-- Begin --

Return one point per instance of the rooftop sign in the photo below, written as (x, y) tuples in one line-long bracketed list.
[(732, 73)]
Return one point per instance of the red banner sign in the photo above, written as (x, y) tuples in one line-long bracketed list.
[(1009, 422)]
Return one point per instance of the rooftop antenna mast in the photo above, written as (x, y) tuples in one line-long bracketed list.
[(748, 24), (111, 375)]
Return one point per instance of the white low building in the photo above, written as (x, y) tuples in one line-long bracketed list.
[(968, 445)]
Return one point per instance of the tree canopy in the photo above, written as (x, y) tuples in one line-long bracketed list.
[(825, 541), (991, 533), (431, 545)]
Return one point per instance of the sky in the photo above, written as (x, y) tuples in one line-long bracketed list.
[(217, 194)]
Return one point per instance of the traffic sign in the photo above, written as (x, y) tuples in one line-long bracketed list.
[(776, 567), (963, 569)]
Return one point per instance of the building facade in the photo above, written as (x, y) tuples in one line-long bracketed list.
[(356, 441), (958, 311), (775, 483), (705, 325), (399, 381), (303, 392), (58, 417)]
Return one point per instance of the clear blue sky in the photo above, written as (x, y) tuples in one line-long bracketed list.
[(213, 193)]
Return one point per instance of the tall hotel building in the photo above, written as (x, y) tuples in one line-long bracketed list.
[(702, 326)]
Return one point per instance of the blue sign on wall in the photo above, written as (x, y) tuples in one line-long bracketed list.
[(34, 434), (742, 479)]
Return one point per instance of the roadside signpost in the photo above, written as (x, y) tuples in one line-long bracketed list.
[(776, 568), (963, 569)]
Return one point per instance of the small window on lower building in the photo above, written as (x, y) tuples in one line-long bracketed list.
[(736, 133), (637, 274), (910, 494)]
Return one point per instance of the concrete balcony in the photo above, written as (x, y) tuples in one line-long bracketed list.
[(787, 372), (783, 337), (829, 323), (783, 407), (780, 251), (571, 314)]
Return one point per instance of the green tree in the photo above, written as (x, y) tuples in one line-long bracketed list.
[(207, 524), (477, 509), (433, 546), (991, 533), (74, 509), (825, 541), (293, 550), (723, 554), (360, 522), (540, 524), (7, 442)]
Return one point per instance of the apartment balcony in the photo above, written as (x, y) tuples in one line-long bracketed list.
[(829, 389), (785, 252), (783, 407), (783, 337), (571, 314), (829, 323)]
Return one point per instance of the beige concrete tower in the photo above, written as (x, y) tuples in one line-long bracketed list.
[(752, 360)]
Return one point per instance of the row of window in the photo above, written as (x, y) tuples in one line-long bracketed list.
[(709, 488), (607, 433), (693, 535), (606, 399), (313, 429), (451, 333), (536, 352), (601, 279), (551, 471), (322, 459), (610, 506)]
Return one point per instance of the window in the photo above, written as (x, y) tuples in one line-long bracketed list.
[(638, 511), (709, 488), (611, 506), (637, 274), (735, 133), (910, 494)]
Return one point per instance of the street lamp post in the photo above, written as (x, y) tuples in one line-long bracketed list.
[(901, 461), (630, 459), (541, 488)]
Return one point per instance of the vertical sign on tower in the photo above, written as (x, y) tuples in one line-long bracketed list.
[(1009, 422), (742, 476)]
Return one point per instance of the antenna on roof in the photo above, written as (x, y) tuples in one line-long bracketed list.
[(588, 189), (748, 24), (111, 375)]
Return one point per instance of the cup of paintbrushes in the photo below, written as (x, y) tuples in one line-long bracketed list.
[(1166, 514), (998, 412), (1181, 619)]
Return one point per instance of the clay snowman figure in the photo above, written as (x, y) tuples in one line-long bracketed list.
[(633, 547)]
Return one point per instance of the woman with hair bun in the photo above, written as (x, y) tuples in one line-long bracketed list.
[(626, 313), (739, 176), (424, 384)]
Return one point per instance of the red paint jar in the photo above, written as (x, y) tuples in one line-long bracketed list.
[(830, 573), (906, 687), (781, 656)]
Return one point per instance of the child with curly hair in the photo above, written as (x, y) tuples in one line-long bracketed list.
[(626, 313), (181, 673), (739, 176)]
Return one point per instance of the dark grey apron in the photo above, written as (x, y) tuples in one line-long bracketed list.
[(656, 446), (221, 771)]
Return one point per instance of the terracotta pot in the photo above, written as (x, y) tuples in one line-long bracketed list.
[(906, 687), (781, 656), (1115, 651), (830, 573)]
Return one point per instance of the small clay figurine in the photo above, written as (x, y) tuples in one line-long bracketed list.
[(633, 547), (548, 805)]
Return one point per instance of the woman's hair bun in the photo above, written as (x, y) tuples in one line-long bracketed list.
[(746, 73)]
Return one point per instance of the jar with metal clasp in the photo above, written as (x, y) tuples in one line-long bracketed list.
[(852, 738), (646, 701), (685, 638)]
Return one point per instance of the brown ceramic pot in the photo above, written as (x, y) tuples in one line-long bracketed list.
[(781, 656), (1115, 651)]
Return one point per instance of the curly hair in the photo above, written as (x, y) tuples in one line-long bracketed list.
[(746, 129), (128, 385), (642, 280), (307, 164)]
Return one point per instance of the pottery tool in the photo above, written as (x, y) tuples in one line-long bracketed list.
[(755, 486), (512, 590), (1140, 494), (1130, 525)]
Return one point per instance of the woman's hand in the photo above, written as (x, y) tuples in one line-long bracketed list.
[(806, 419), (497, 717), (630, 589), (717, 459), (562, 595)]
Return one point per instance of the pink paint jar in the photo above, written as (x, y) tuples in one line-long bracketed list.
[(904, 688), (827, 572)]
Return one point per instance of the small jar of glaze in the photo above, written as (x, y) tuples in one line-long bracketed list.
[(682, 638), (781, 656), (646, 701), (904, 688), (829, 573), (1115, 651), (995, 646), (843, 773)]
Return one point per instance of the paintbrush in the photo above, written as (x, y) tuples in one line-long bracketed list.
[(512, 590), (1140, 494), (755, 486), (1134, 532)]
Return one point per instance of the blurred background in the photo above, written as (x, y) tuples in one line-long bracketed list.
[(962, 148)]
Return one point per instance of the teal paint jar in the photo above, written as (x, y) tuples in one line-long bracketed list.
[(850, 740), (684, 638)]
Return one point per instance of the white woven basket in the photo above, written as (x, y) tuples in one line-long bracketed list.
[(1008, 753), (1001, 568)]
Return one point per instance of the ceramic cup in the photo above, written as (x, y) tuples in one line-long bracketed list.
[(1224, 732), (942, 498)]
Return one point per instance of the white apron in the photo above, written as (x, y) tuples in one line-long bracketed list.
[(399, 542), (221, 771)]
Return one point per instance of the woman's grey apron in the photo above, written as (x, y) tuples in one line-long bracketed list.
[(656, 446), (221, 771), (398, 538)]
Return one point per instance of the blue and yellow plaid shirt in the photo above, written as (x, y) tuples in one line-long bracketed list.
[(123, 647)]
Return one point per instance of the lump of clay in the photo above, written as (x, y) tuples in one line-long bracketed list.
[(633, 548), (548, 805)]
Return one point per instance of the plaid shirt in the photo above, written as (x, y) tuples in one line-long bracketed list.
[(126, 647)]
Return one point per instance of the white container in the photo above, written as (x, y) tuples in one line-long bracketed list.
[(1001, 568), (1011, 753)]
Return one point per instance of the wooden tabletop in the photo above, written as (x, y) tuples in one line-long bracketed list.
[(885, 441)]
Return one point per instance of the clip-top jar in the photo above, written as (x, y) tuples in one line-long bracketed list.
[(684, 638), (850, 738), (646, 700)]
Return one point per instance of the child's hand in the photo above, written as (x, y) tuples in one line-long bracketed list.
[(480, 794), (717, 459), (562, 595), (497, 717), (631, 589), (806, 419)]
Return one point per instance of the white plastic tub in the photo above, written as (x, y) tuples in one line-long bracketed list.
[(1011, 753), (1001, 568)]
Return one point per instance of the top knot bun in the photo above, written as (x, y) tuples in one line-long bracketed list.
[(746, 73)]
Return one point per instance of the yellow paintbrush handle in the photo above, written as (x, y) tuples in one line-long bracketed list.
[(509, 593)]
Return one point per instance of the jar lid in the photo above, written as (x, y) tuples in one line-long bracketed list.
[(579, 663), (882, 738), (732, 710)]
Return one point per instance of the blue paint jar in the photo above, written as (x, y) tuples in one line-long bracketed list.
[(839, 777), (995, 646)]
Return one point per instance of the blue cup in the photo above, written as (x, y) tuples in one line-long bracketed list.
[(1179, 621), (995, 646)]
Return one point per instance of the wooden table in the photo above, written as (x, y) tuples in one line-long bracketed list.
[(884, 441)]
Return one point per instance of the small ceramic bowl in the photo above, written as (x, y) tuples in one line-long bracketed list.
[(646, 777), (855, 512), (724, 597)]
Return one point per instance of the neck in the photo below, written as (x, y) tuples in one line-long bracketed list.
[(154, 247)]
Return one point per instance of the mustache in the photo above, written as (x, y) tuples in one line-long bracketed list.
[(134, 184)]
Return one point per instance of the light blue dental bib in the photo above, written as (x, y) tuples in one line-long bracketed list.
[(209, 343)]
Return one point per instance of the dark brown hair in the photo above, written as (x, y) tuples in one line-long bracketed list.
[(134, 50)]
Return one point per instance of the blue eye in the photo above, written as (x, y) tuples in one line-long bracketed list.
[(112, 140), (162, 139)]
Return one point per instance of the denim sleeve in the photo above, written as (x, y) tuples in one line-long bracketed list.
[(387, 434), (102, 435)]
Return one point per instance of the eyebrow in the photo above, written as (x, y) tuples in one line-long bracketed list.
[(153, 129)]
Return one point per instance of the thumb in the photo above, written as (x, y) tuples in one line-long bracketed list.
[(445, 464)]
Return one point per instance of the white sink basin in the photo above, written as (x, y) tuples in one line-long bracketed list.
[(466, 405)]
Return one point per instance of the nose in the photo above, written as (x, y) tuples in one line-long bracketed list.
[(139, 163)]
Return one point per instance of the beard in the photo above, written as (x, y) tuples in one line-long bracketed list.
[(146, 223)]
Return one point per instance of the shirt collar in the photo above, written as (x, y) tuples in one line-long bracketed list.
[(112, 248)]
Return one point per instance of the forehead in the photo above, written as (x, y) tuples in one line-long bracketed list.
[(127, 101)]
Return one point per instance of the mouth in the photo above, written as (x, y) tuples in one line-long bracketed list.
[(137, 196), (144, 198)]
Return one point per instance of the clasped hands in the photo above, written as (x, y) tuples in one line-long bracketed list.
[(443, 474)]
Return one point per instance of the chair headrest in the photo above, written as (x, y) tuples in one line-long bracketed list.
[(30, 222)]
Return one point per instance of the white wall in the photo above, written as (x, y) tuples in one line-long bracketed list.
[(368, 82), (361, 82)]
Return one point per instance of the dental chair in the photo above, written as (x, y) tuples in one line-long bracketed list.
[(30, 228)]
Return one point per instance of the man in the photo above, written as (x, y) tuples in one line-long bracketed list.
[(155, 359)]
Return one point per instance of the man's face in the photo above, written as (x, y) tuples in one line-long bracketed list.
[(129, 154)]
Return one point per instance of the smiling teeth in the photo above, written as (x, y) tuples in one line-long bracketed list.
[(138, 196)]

-- End --

• Direction:
Format the lines running from the one containing "Return one point per instance of the clear" through the one containing "[(702, 326)]", both included, as a Markdown table with the columns Row and Line. Number each line in order and leave out blank lines.

• Correct answer:
| Row | Line |
|---|---|
| 1 | Return one point per instance of the clear blue sky in the photo above, written as (x, y) tuples in one line-long bracketed list. |
| 2 | [(213, 193)] |
| 3 | Return one point per instance of the tall hotel building in the photo above, written as (x, y) tuples in one line-long bracketed list. |
| 4 | [(702, 326)] |